▶ _What you are asked to do_:
Every line of the material must appear in the answer exactly as it does here.

(Data records Opens)

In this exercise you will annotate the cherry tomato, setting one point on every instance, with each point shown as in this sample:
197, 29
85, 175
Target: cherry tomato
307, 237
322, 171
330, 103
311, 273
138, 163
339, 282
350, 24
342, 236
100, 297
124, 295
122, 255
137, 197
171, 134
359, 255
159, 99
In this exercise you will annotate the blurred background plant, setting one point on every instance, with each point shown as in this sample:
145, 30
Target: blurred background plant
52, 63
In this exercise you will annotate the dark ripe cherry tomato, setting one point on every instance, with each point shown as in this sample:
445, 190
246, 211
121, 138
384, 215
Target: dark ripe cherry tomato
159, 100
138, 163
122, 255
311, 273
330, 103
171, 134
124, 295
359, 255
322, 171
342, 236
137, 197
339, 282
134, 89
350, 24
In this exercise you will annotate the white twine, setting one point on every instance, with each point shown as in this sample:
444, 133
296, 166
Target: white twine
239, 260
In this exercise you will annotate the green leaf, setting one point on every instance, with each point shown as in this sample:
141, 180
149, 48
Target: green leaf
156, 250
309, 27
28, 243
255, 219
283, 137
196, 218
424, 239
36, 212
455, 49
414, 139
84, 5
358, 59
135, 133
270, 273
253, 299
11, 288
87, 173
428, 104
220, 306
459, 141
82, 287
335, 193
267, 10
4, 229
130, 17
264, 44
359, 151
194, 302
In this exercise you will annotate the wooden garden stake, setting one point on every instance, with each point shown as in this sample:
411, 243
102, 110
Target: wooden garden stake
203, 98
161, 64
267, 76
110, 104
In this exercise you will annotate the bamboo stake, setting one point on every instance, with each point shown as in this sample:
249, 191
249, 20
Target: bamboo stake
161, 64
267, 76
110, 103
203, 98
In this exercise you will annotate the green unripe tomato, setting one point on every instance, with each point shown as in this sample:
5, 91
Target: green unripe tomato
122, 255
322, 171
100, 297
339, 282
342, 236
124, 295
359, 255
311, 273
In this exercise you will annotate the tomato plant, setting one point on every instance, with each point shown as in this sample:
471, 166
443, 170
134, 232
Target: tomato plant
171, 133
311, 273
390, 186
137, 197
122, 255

(Data records Closes)

▶ _Answer to the exercise_:
In this exercise you will annotate the cherry tomato, setting one point on every instance, with each point shown as in this sample:
197, 29
85, 175
Target: cherry tomato
307, 237
322, 171
330, 103
311, 273
138, 163
339, 282
350, 24
342, 236
100, 297
124, 295
122, 255
137, 197
171, 134
359, 255
159, 99
In this exercise you will annotate the blurred background plant, setting one point on every instance, with each point shown as in this sample:
145, 30
Target: blurred background plant
52, 63
In this exercise you will annotate the dark ripe cherry tomato, setting one point on every instance, with each point shown as in this sample:
445, 190
246, 211
121, 138
384, 215
Target: dark ripe cherry tomato
159, 100
138, 163
122, 255
311, 273
330, 103
171, 134
124, 295
359, 255
322, 171
342, 236
137, 197
339, 282
134, 89
350, 24
In this exercise you will annotate the white twine, setting one point on every instance, with each point shown as in this sample:
444, 133
296, 166
Target: white twine
239, 260
In this exercise you will annotate the green leaf, setting one point on every instance, with each point shown as in this sample:
141, 180
149, 48
Target: green leaf
156, 250
309, 27
28, 243
255, 219
283, 137
196, 218
424, 239
36, 212
455, 49
414, 139
84, 5
358, 59
135, 133
270, 273
253, 299
11, 288
87, 173
428, 104
220, 306
459, 141
82, 287
335, 193
267, 10
4, 229
130, 17
264, 44
359, 151
194, 302
In this exercise you will annotate the wooden garden stake, setting one point on every instance, with each point shown as in this sample:
411, 243
102, 110
Target: wooden garden stake
203, 98
161, 64
267, 76
110, 104
In this exercise you will annotate the bamboo stake, setting one point on every instance, with each point shown as in this sample:
249, 191
249, 20
Target: bamboo stake
161, 64
267, 76
110, 103
203, 98
In this exercise you will annotate the green unripe tomato, setting one point on every instance, with each point shown as in this sample:
5, 91
Target: green unripe tomato
122, 255
322, 171
100, 297
339, 282
342, 236
124, 295
359, 255
311, 273
In this exercise you will annotate the tomato plant, setting one point on every instance, with each point shown as in this sample:
471, 166
443, 170
134, 232
Target: tomato plant
171, 133
311, 273
390, 186
137, 197
122, 255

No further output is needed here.